**AIM**
Reproduce each of the following records word for word, leaving the pictures out of your copy.

-------- DATA ROWS --------

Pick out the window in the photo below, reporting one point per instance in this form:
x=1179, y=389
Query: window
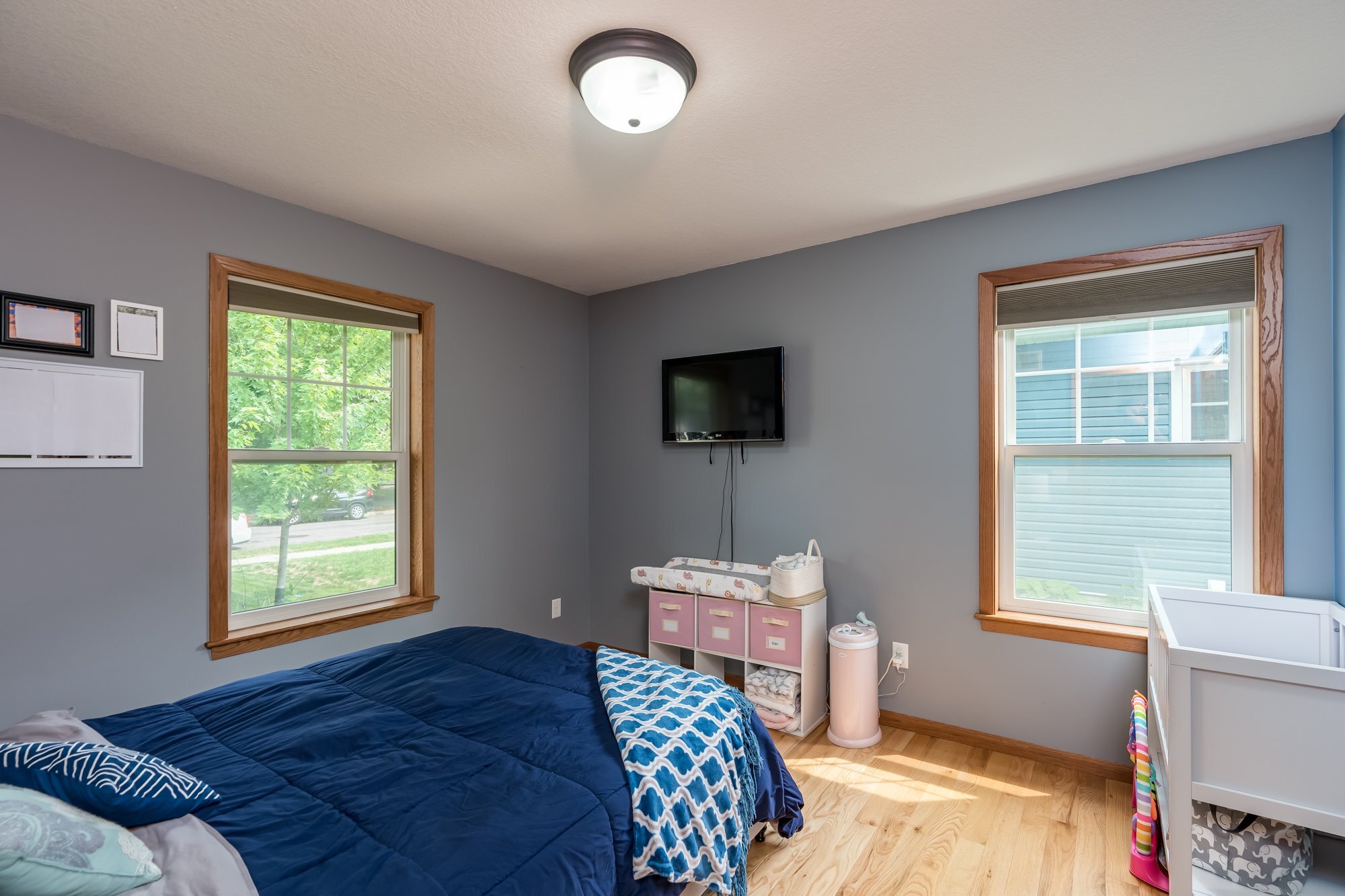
x=1130, y=435
x=319, y=495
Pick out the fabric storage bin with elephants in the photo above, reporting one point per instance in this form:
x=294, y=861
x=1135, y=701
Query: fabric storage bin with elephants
x=1260, y=853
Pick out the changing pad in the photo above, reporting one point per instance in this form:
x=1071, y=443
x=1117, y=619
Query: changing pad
x=709, y=577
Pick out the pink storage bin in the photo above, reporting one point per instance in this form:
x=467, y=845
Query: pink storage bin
x=722, y=626
x=775, y=635
x=673, y=618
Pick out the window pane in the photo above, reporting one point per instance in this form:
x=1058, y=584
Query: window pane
x=258, y=343
x=1163, y=407
x=315, y=416
x=1116, y=407
x=1046, y=409
x=1210, y=385
x=256, y=413
x=336, y=524
x=369, y=357
x=1210, y=423
x=1098, y=530
x=1114, y=343
x=317, y=352
x=1187, y=337
x=1044, y=349
x=369, y=420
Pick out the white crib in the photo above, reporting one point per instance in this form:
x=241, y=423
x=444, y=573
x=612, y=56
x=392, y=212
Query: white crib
x=1247, y=710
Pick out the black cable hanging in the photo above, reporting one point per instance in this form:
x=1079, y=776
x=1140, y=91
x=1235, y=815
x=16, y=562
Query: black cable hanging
x=719, y=542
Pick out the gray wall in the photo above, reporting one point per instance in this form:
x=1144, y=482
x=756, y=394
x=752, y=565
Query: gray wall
x=880, y=464
x=103, y=572
x=1339, y=309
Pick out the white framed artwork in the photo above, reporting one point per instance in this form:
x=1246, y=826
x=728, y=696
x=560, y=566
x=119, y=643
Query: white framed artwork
x=137, y=331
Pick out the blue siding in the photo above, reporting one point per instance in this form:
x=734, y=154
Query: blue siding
x=1114, y=407
x=1110, y=526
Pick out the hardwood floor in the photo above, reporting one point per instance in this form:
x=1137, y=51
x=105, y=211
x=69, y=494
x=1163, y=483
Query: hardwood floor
x=917, y=815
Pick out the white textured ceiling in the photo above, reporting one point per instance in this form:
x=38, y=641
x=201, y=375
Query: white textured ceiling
x=455, y=124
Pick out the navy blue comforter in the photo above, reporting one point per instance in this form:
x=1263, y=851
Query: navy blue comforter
x=470, y=760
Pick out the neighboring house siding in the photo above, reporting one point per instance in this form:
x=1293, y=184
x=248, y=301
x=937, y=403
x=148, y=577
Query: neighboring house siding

--------

**COMPLETE RESPONSE**
Pick out the window in the photo below, reporting one point per instance in this form:
x=1179, y=389
Query: window
x=1130, y=435
x=319, y=495
Pick out the fabric storage bin with elephants in the photo above, reporting one point per instance in this form:
x=294, y=861
x=1135, y=701
Query: fabric storage bin with elephants
x=1260, y=853
Pick out the changing pad in the photo above, reporting one point per instance in this form:
x=1071, y=443
x=1117, y=619
Query: changing pad
x=709, y=577
Pick out the pink storage bin in the photo above, reporting one point per instance in this form:
x=467, y=845
Query: pink storage bin
x=722, y=626
x=775, y=635
x=673, y=618
Pick out the window pane in the photo above, reporting one point per instance in this form:
x=1058, y=584
Query: window pane
x=258, y=343
x=1163, y=407
x=315, y=416
x=1116, y=407
x=1046, y=409
x=1210, y=385
x=256, y=413
x=336, y=524
x=369, y=357
x=1210, y=423
x=1098, y=530
x=1114, y=343
x=317, y=352
x=1187, y=337
x=1044, y=349
x=369, y=420
Pick out the white crib in the photo above, reporting one point per instance in this form:
x=241, y=423
x=444, y=573
x=612, y=56
x=392, y=212
Query: white crib
x=1247, y=710
Pick out the black cable hanging in the photo above, reporting one point per instance in this form:
x=1079, y=776
x=1140, y=91
x=1235, y=815
x=16, y=562
Query: black cable hanging
x=719, y=542
Pick out the gray wall in the photo above, reporting one point per instance in this form:
x=1144, y=482
x=756, y=394
x=752, y=565
Query: gray wall
x=880, y=464
x=103, y=572
x=1339, y=309
Pick out the white framed artwork in the photo above, reporting one point per instance in this form:
x=1246, y=826
x=728, y=696
x=560, y=566
x=119, y=643
Query: white framed artwork
x=137, y=331
Pick out the blue siding in the photo above, reporting one point per instance in this form:
x=734, y=154
Query: blue siding
x=1114, y=407
x=1110, y=526
Pick out the hardwood floor in the photo above, reporting one point per instance in this form:
x=1137, y=51
x=105, y=211
x=69, y=494
x=1163, y=483
Query: hardwood floor
x=917, y=815
Pick out the white textured ceiling in the photo above, reporting one point per instance in this form:
x=38, y=641
x=201, y=375
Query: white textured ceiling
x=455, y=124
Pick out the navy blue comforter in the photo above, reporting one point per instance in this form:
x=1263, y=851
Query: navy blue comforter
x=470, y=760
Pick out the neighboring house siding in the photo above, reporting one point per instance in this form:
x=1293, y=184
x=248, y=301
x=937, y=403
x=148, y=577
Query: neighboring house siding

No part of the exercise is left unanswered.